(Work instruction): Filter the entries for the string "cordyline". Copy each line that has it.

(Dataset):

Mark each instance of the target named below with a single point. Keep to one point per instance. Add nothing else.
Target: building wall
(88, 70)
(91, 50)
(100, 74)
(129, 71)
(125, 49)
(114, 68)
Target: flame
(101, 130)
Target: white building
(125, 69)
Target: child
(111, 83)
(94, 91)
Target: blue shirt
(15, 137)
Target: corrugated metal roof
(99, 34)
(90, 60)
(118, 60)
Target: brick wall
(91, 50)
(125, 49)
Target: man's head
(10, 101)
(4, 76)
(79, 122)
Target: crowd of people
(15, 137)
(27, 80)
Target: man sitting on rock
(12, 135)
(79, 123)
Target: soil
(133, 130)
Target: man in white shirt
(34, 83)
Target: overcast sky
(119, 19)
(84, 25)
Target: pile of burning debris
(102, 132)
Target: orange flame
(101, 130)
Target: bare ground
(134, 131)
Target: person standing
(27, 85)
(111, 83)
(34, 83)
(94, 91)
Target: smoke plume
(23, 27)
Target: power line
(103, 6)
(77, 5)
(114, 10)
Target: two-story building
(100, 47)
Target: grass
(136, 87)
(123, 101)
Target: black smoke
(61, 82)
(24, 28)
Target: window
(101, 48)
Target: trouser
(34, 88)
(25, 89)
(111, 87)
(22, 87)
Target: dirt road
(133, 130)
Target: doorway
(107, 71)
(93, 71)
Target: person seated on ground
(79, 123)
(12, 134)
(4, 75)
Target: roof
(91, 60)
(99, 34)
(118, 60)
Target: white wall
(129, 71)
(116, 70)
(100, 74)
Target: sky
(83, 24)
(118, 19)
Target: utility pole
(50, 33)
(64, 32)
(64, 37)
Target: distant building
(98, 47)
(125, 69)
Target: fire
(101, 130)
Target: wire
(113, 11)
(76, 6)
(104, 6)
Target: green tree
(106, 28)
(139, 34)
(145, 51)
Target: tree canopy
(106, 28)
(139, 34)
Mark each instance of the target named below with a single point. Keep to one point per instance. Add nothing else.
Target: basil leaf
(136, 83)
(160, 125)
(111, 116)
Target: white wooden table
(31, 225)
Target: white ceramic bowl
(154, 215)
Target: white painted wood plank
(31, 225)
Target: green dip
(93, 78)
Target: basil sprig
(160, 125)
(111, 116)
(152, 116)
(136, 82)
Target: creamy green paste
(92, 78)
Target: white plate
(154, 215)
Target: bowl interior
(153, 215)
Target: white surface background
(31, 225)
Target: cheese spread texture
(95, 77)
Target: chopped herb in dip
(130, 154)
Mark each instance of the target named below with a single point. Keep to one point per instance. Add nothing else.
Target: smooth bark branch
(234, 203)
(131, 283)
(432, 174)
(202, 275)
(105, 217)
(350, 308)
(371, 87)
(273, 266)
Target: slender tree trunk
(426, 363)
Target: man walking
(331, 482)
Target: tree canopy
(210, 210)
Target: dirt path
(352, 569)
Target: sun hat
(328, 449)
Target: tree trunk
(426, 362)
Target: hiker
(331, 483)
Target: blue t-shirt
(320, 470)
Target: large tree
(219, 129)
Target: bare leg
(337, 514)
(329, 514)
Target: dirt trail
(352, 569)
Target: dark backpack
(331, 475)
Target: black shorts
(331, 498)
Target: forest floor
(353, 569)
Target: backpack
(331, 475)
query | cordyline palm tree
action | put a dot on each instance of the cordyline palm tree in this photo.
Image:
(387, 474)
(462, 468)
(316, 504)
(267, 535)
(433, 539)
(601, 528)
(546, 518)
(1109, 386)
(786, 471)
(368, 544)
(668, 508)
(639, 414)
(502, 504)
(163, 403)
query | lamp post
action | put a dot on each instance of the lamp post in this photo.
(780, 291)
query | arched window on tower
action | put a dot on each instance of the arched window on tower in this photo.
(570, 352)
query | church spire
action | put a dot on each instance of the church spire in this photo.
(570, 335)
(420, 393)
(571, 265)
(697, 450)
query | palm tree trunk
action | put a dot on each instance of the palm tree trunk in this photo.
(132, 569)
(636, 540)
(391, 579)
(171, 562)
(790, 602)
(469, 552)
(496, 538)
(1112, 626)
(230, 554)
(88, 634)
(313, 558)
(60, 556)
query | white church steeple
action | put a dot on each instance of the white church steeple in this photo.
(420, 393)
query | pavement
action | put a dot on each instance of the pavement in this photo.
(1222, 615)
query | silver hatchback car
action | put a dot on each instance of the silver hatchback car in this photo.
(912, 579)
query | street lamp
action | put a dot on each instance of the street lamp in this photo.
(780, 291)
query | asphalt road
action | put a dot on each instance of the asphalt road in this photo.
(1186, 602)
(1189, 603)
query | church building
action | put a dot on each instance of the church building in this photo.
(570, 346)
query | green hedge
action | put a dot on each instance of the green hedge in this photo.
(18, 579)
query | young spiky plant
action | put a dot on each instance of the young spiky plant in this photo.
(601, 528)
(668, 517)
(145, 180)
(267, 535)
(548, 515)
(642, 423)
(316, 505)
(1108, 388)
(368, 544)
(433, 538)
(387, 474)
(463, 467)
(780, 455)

(Response):
query | cordyline palm tree
action | put a dot on each instance of the cordyline palm tree in this photo.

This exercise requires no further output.